#### What needs to be done:
Beginning at the line containing "[pin] basketball player", output every line to the end of the data below exactly as it appears.

#### Material for the task:
>> BEGIN

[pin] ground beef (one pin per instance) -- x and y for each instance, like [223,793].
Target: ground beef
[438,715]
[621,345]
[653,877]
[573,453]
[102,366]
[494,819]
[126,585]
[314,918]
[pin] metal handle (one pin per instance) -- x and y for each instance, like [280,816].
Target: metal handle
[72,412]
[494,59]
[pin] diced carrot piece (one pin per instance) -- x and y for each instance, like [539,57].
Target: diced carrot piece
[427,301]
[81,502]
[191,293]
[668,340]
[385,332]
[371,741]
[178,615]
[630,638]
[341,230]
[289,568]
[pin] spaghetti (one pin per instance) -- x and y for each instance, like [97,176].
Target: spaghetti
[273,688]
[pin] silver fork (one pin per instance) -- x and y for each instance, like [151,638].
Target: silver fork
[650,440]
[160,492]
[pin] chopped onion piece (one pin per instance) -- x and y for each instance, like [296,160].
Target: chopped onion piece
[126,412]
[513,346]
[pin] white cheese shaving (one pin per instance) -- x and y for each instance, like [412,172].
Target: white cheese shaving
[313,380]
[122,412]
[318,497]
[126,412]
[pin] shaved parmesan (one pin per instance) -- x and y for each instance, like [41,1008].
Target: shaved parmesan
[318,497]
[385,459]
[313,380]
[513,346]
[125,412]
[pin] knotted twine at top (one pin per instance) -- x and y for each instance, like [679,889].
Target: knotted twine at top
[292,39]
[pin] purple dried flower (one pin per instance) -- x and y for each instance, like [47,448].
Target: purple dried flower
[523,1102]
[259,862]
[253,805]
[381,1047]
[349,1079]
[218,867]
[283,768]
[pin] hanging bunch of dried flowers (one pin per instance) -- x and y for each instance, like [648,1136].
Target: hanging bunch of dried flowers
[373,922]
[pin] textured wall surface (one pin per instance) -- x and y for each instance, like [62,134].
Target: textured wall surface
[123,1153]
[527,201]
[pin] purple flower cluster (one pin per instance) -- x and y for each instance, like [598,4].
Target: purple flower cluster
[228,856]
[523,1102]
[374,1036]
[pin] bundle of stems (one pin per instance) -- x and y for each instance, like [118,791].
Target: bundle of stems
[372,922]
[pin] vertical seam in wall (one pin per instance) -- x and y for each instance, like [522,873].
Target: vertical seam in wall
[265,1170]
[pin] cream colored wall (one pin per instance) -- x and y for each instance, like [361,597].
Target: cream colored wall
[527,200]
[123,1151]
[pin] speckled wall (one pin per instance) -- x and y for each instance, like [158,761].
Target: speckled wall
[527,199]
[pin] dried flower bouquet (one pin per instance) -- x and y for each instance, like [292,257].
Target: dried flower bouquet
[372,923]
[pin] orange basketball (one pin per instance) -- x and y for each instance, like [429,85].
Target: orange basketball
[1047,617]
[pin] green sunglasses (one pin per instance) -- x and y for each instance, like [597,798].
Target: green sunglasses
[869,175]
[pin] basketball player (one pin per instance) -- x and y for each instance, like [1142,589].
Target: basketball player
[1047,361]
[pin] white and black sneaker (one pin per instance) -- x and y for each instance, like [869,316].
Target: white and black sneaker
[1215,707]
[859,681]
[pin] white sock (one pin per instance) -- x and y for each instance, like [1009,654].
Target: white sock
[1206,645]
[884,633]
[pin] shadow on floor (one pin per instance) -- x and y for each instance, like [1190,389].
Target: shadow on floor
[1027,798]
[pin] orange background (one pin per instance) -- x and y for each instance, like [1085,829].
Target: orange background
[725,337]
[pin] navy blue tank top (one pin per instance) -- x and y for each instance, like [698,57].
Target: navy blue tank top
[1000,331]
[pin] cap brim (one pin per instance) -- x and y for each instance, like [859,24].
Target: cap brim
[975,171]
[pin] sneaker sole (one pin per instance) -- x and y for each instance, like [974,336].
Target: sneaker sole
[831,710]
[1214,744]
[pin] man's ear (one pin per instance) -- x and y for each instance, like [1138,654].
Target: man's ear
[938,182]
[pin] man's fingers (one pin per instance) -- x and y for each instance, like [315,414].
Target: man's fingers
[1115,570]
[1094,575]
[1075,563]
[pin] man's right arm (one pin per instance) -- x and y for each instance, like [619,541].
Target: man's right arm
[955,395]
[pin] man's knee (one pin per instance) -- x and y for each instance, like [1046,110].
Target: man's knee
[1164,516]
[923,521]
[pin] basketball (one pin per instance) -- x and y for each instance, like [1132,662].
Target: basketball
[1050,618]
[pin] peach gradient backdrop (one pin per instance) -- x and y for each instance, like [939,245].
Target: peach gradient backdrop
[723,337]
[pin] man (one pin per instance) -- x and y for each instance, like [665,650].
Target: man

>> END

#### Output of the task:
[pin] basketball player (one pin per instance) -- x and y for each instance, like [1142,589].
Target: basketball player
[1047,361]
[pin] white and black sneaker (one pin per instance) -- x and y for each instance, like [869,316].
Target: white and black sneaker
[1215,707]
[859,681]
[pin] white sock (one pin per instance) -- x and y for each instance, like [1009,654].
Target: white sock
[1206,645]
[884,633]
[pin] shadow on floor (one pin per instance) -- x and y for each instance, like [1190,389].
Target: shadow on floor
[1027,798]
[pin] orange background (one pin per instance) -- x and y for each instance, like [1085,829].
Target: orange background
[725,337]
[pin] navy blue tank top (one pin per instance) -- x and y for each instance, like [698,57].
Target: navy blue tank top
[1000,331]
[pin] cap brim (one pin per instance) -- x and y for each instance, like [859,24].
Target: cap brim
[975,171]
[pin] sneaker sole (one pin per instance) -- x and y for each instance, like [974,336].
Target: sneaker sole
[831,710]
[1214,744]
[pin] man's ear (one pin per instance) -- x and y for each instance, like [1138,654].
Target: man's ear
[938,182]
[pin] man's fingers (one pin per instance) -- x and y for each instance, like [315,414].
Target: man's fingers
[1115,570]
[1094,575]
[1075,563]
[pin] man's right arm (one pin per instance) -- x and y for each instance, like [619,541].
Target: man's right arm
[955,395]
[pin] man's knee (one pin per instance) -- x and y for each instance, like [1046,110].
Target: man's knee
[1164,516]
[923,521]
[pin] basketball (one pin per instance) -- x and y for each instance, like [1132,662].
Target: basketball
[1050,618]
[pin] peach gradient backdrop (one pin per instance) -- x and y for each instance, like [939,245].
Target: peach gradient backdrop
[723,337]
[pin] man (one pin per instance) -- x and y for each instance, like [665,650].
Target: man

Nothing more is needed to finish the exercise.